┌──

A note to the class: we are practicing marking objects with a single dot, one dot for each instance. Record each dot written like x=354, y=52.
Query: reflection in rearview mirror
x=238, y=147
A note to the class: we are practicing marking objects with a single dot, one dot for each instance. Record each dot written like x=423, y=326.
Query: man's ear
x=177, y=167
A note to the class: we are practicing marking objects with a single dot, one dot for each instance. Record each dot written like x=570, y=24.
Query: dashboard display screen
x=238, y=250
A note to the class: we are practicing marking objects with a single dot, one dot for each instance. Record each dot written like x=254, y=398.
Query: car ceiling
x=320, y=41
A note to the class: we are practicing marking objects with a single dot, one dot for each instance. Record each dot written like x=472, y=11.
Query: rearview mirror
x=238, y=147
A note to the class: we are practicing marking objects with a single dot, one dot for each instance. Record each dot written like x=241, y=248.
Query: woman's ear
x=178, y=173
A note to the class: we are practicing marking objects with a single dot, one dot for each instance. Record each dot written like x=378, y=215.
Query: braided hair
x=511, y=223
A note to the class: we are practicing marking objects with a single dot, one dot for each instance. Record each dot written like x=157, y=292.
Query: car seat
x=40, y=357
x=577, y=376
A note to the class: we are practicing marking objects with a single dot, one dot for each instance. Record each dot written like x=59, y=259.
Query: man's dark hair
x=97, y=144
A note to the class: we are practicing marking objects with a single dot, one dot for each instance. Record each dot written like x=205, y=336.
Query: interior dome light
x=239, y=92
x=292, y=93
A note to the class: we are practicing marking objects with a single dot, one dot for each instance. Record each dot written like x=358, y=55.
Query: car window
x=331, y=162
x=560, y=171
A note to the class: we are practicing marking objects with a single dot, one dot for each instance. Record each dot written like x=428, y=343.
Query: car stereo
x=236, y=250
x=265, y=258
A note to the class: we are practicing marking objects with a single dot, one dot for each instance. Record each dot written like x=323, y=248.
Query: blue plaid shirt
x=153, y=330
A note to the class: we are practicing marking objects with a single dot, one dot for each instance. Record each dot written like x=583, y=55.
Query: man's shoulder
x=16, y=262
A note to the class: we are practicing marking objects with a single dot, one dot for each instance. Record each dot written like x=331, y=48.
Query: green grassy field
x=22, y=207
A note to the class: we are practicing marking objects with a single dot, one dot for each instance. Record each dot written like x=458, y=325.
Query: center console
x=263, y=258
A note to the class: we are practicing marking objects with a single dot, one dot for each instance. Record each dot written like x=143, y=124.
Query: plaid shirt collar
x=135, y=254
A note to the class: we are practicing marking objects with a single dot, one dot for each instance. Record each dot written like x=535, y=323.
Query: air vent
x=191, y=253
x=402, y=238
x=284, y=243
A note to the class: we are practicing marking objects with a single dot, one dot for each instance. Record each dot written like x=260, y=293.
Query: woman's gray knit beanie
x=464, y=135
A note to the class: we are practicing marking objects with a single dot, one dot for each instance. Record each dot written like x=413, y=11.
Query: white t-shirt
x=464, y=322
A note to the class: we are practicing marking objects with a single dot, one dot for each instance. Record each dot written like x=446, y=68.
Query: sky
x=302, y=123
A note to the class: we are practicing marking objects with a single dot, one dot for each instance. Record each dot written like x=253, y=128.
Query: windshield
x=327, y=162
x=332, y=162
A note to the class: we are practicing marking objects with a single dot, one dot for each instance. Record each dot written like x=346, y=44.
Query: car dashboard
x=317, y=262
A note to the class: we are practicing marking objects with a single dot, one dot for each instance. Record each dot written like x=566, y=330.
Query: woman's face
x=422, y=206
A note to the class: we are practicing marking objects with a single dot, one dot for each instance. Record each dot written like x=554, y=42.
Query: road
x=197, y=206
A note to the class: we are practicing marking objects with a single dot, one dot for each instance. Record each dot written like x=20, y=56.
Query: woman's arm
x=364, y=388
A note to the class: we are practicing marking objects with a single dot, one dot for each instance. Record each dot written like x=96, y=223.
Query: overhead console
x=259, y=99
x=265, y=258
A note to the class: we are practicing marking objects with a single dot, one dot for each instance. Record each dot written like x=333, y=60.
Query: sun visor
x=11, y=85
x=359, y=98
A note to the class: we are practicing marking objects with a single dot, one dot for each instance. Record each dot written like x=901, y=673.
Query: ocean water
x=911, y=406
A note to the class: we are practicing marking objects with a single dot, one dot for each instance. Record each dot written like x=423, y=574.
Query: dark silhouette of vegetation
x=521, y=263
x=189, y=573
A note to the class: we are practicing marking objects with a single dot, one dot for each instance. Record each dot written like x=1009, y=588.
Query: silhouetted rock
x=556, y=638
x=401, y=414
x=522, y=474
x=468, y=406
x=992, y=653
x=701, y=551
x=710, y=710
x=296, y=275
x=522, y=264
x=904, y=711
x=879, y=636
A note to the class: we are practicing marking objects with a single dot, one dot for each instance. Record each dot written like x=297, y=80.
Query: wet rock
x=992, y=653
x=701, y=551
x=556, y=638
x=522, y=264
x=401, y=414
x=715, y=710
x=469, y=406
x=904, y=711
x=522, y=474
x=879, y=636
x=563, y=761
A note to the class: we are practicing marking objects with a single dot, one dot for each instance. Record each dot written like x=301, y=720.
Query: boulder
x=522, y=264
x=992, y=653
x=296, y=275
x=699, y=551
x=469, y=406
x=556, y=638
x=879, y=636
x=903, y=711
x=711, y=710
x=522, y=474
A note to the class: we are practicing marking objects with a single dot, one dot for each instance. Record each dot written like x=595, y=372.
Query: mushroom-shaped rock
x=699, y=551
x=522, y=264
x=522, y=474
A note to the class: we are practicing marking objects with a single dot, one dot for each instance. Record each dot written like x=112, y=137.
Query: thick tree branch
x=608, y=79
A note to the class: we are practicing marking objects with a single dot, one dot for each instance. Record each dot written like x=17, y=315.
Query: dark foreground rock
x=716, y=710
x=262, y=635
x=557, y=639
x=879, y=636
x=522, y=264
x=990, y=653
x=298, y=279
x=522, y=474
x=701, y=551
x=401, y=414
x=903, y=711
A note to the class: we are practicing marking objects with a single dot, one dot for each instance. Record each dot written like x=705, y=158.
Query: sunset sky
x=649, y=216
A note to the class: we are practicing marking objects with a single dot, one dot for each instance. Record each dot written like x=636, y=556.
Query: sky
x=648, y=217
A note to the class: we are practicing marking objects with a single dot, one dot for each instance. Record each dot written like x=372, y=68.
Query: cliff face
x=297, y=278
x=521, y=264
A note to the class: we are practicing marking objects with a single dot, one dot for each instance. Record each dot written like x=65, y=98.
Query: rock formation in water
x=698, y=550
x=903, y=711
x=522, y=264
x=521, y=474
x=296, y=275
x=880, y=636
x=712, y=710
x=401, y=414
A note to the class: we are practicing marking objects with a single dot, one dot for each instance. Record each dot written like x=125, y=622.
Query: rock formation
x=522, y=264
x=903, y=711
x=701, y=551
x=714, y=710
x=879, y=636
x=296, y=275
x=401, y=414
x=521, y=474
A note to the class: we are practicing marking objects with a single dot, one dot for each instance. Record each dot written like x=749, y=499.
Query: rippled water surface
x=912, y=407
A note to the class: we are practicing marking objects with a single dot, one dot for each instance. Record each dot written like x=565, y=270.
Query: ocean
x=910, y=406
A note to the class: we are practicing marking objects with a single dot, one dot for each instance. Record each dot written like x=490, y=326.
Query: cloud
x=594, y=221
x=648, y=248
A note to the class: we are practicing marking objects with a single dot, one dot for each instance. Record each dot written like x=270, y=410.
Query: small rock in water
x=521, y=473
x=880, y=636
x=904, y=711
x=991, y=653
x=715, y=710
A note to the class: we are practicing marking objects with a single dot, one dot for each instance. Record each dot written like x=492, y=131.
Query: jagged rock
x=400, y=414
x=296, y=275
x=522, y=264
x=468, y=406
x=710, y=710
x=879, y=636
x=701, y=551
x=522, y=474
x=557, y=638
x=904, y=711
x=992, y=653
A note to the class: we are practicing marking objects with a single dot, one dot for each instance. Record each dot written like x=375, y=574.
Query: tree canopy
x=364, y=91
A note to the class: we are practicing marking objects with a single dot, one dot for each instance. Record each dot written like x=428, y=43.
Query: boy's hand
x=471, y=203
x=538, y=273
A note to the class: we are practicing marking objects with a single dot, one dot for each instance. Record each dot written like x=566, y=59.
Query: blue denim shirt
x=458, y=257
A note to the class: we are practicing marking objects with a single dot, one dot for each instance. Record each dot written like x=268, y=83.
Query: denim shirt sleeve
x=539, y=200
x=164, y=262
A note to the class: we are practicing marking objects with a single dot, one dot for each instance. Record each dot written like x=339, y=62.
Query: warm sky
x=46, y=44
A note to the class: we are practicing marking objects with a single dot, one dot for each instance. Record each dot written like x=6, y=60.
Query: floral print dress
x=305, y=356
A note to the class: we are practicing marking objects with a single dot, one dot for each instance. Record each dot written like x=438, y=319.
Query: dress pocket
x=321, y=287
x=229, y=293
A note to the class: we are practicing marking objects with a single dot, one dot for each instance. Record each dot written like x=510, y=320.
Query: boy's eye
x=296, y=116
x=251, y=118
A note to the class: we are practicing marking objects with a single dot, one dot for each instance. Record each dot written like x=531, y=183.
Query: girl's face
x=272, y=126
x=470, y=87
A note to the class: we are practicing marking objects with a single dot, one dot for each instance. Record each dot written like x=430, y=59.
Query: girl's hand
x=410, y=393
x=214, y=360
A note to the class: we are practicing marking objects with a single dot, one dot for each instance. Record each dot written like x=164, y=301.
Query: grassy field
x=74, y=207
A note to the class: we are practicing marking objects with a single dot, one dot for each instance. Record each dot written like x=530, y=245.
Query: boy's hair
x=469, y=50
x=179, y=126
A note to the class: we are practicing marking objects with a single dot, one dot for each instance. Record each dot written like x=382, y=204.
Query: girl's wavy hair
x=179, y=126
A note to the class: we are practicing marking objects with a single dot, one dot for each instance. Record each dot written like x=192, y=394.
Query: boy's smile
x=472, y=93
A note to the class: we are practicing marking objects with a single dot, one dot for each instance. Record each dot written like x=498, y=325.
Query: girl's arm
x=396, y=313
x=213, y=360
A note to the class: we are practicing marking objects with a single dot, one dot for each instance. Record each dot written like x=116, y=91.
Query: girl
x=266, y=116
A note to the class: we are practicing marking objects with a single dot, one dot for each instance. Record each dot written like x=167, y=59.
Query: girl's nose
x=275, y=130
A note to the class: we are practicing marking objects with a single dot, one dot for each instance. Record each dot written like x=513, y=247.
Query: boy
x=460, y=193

└──

== REQUIREMENT ==
In the material above, take the lines between the one holding "like x=490, y=326." and the one holding "x=648, y=248", inclusive, and write them out again with "cloud" swapped for "wave". Leave everything else unchanged.

== TASK RESULT ==
A note to the class: we are practicing marking objects with a single dot, one dot for each instance. Record each dot written like x=490, y=326.
Query: wave
x=594, y=221
x=648, y=248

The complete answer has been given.